§ **Records for this task**
****

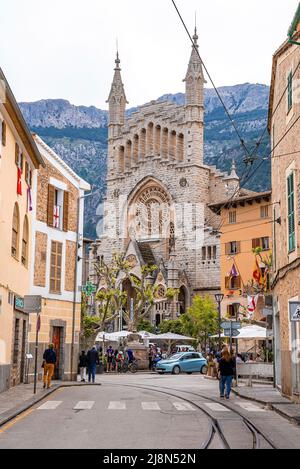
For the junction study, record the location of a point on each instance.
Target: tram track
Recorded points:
(257, 435)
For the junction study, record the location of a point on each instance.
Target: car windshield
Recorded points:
(176, 356)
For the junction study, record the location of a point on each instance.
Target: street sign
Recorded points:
(231, 333)
(231, 325)
(32, 304)
(295, 311)
(89, 288)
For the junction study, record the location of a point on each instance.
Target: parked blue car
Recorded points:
(187, 362)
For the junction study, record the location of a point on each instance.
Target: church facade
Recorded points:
(158, 192)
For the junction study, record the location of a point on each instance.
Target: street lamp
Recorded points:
(219, 298)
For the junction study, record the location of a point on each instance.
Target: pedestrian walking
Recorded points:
(92, 362)
(82, 366)
(227, 372)
(49, 363)
(109, 359)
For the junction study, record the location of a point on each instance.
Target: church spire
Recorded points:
(117, 98)
(194, 77)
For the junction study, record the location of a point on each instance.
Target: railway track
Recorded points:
(216, 431)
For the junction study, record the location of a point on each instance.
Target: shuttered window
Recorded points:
(66, 212)
(15, 232)
(25, 237)
(290, 91)
(291, 212)
(51, 203)
(55, 267)
(234, 247)
(3, 133)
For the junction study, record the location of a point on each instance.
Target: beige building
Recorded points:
(19, 158)
(284, 127)
(158, 191)
(56, 272)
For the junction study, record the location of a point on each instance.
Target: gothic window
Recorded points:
(121, 159)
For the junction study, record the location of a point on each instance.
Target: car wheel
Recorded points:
(176, 370)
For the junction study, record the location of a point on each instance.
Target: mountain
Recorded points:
(79, 135)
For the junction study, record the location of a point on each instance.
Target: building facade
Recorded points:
(246, 229)
(284, 128)
(19, 159)
(158, 191)
(54, 275)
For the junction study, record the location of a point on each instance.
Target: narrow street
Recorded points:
(146, 411)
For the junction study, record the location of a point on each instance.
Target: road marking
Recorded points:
(16, 420)
(183, 406)
(84, 405)
(216, 407)
(50, 405)
(116, 405)
(250, 407)
(150, 406)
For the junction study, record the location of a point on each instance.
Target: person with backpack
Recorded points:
(227, 368)
(92, 362)
(82, 366)
(49, 363)
(109, 359)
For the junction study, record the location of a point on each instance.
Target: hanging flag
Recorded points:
(29, 200)
(19, 183)
(257, 272)
(38, 323)
(233, 272)
(252, 305)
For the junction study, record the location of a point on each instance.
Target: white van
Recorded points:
(184, 348)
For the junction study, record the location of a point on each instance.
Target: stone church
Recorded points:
(158, 191)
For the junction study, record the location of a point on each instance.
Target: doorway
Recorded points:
(57, 342)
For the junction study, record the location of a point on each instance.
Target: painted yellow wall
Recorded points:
(14, 276)
(249, 225)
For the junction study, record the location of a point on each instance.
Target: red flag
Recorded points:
(19, 183)
(38, 323)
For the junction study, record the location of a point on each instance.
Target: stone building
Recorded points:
(19, 158)
(284, 128)
(158, 191)
(58, 214)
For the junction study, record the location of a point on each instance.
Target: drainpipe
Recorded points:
(77, 259)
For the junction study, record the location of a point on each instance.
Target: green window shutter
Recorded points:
(290, 91)
(291, 212)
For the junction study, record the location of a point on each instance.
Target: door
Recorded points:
(56, 340)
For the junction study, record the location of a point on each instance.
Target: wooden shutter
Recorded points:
(17, 151)
(3, 130)
(51, 203)
(66, 212)
(256, 243)
(55, 267)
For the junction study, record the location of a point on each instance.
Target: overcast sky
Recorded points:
(66, 48)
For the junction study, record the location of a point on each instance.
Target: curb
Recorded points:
(9, 415)
(271, 406)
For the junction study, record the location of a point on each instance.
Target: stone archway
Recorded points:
(150, 211)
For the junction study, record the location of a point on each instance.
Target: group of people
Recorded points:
(115, 359)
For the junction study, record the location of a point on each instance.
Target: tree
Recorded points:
(174, 325)
(145, 325)
(201, 320)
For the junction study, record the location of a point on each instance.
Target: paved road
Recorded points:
(144, 411)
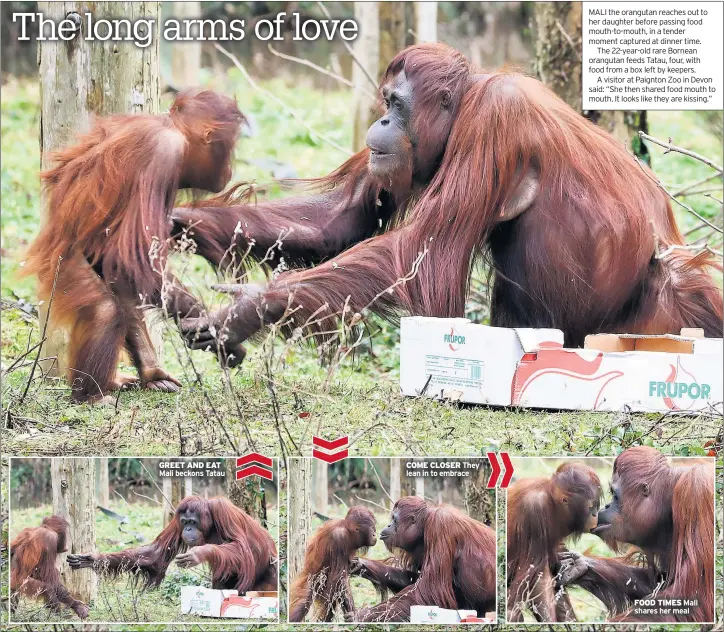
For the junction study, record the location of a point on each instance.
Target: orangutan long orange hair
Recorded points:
(33, 572)
(466, 167)
(241, 553)
(109, 197)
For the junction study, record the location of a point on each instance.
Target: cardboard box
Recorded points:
(433, 614)
(227, 604)
(452, 358)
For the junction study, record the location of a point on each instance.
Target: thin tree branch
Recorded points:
(278, 101)
(313, 66)
(351, 51)
(671, 147)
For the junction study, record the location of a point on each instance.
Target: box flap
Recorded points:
(533, 339)
(662, 343)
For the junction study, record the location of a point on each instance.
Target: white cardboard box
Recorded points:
(433, 614)
(227, 604)
(452, 358)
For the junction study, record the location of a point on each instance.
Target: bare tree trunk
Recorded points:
(80, 78)
(420, 487)
(247, 494)
(426, 21)
(172, 495)
(73, 482)
(367, 52)
(300, 514)
(558, 63)
(558, 49)
(395, 480)
(393, 31)
(104, 499)
(479, 500)
(186, 56)
(320, 485)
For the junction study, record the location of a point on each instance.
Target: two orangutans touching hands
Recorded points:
(462, 167)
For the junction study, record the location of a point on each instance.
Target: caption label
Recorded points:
(442, 468)
(142, 32)
(653, 56)
(193, 468)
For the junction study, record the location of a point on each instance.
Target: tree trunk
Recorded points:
(367, 51)
(73, 482)
(420, 487)
(320, 484)
(393, 31)
(395, 480)
(426, 21)
(172, 495)
(81, 78)
(625, 127)
(558, 64)
(104, 499)
(247, 494)
(186, 56)
(300, 514)
(479, 500)
(558, 49)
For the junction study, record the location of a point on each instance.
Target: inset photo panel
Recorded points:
(626, 539)
(143, 540)
(391, 540)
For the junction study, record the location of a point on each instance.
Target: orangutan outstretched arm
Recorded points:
(616, 582)
(383, 575)
(369, 275)
(301, 230)
(149, 561)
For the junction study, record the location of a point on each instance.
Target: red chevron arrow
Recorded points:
(253, 457)
(330, 445)
(330, 458)
(493, 480)
(508, 470)
(254, 469)
(495, 474)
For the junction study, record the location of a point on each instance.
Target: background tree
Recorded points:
(186, 56)
(320, 484)
(73, 482)
(81, 78)
(248, 494)
(172, 495)
(558, 63)
(300, 514)
(103, 490)
(395, 480)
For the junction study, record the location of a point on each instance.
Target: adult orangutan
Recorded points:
(447, 559)
(463, 167)
(542, 513)
(109, 199)
(324, 580)
(668, 513)
(242, 555)
(33, 554)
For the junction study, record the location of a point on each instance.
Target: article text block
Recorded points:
(653, 56)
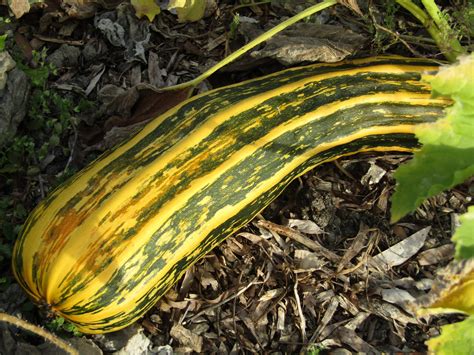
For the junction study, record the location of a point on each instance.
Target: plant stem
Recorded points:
(38, 331)
(262, 38)
(439, 34)
(443, 25)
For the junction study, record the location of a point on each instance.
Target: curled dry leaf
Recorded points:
(187, 338)
(402, 251)
(311, 42)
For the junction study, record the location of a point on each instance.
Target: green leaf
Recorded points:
(188, 10)
(447, 155)
(147, 8)
(457, 338)
(3, 39)
(464, 236)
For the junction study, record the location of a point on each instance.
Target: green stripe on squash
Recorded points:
(103, 247)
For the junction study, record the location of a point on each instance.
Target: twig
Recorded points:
(217, 305)
(38, 331)
(262, 38)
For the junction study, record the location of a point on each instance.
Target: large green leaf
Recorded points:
(455, 339)
(188, 10)
(447, 155)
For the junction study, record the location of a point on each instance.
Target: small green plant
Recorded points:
(59, 325)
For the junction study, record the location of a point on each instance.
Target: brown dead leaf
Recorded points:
(399, 253)
(19, 7)
(351, 4)
(311, 42)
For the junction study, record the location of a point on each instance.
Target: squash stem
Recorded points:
(262, 38)
(437, 26)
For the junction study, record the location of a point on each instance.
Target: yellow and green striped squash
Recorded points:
(104, 246)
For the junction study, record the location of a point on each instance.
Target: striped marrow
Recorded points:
(103, 247)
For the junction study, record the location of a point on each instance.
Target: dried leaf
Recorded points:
(147, 8)
(188, 10)
(311, 42)
(454, 292)
(305, 226)
(436, 255)
(402, 251)
(397, 296)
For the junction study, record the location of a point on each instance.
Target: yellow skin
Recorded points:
(90, 235)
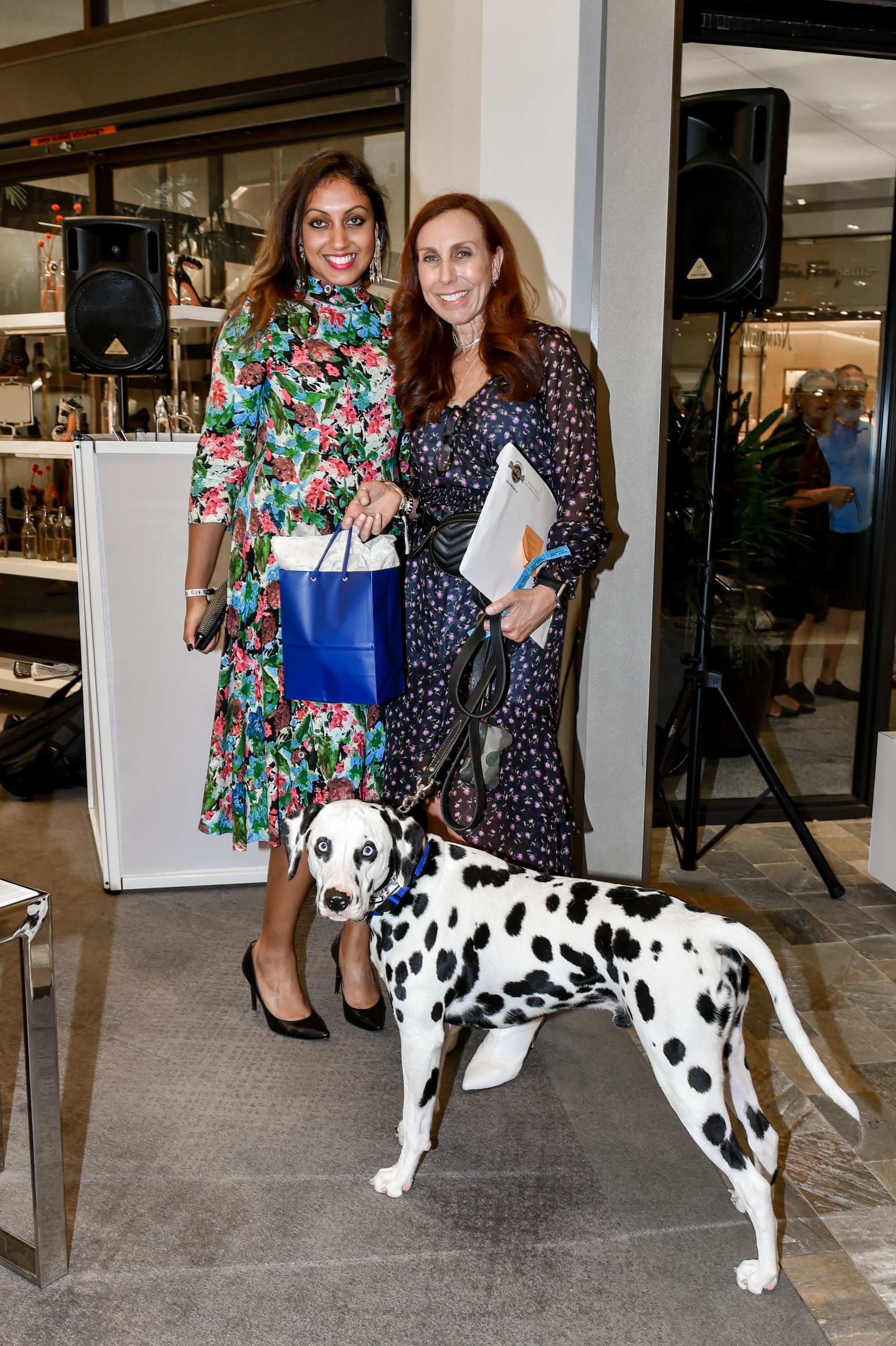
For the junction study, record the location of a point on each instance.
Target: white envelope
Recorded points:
(517, 500)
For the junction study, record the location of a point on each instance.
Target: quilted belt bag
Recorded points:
(447, 540)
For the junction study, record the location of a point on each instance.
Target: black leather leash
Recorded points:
(482, 661)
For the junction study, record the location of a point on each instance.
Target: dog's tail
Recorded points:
(748, 942)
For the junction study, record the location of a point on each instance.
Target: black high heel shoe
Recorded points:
(313, 1029)
(373, 1020)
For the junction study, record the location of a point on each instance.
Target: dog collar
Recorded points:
(395, 898)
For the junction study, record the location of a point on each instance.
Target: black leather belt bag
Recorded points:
(447, 540)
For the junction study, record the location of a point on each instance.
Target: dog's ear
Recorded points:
(294, 834)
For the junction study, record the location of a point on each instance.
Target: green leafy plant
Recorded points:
(754, 528)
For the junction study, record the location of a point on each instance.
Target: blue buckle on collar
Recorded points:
(396, 897)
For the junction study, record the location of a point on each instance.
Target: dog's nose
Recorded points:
(335, 901)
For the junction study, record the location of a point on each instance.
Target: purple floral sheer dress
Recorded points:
(528, 817)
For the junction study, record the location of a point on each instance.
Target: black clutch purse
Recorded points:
(447, 540)
(210, 625)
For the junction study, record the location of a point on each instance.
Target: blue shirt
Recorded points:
(848, 450)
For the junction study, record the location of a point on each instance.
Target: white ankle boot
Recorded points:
(501, 1056)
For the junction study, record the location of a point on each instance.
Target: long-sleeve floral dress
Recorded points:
(528, 817)
(298, 417)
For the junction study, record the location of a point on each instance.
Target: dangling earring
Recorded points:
(376, 265)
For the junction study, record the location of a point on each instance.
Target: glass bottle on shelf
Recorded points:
(30, 540)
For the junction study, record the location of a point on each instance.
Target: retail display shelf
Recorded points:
(49, 325)
(38, 449)
(41, 570)
(29, 686)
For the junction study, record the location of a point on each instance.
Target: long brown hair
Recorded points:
(280, 271)
(423, 347)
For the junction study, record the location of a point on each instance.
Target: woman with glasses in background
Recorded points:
(473, 372)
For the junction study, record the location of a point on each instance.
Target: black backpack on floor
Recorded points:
(46, 750)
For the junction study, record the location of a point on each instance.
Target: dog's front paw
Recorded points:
(751, 1278)
(389, 1182)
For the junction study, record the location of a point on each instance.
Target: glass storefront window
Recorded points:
(798, 508)
(37, 19)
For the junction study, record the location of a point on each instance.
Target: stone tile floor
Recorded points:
(836, 1193)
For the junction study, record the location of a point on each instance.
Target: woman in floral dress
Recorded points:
(300, 411)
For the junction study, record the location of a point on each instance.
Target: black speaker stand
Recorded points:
(703, 683)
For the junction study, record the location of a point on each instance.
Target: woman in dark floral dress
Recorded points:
(302, 410)
(463, 340)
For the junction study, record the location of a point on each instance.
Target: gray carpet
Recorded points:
(218, 1176)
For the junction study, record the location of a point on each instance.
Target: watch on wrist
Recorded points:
(563, 589)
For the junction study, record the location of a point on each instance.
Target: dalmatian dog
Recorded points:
(461, 937)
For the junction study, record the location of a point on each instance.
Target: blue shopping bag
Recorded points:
(342, 638)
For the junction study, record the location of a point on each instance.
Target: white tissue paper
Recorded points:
(304, 548)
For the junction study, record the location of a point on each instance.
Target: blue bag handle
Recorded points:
(345, 560)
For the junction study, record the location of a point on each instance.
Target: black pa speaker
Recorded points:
(731, 183)
(116, 295)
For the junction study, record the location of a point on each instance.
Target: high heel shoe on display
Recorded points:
(372, 1020)
(311, 1029)
(501, 1056)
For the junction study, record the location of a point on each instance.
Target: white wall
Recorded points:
(508, 99)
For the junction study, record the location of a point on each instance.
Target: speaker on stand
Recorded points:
(116, 299)
(728, 233)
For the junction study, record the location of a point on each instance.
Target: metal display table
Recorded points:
(25, 916)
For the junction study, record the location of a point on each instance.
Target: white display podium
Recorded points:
(882, 854)
(148, 702)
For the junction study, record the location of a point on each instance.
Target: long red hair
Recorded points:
(423, 347)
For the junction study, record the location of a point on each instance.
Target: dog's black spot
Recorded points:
(578, 905)
(469, 971)
(537, 983)
(430, 1088)
(587, 965)
(635, 902)
(513, 925)
(674, 1052)
(490, 1003)
(485, 875)
(732, 1154)
(482, 936)
(715, 1129)
(625, 947)
(446, 964)
(646, 1006)
(431, 867)
(422, 902)
(758, 1122)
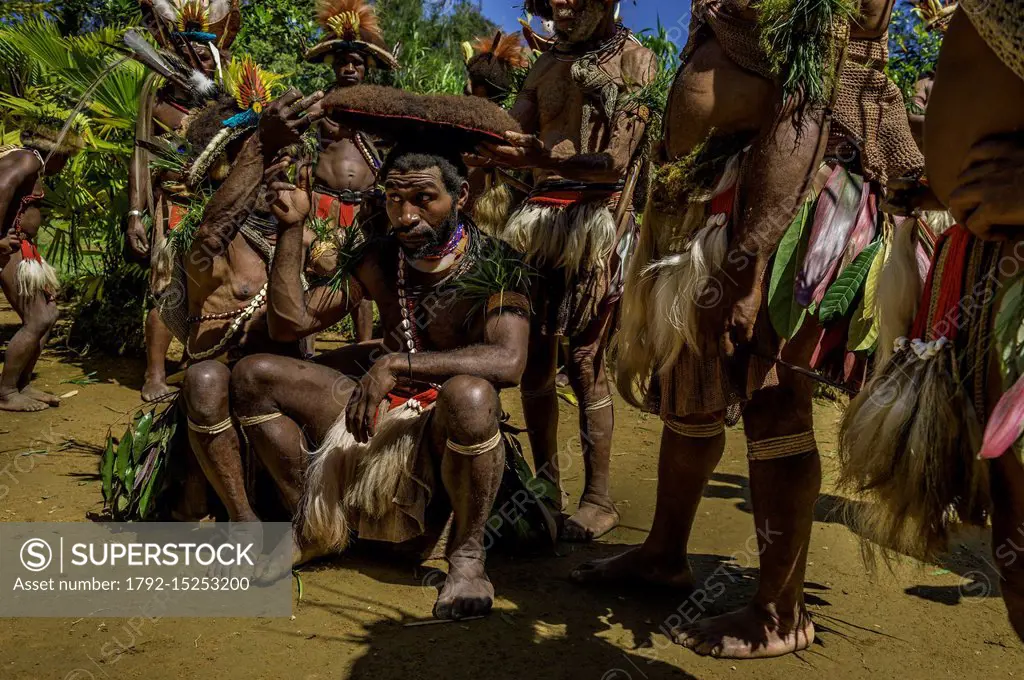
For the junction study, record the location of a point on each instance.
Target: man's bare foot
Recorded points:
(749, 633)
(20, 402)
(269, 570)
(635, 567)
(156, 388)
(40, 395)
(592, 520)
(467, 590)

****

§ **Exercise**
With no other words, state how many lines above hold the word "building".

§ **Written response**
3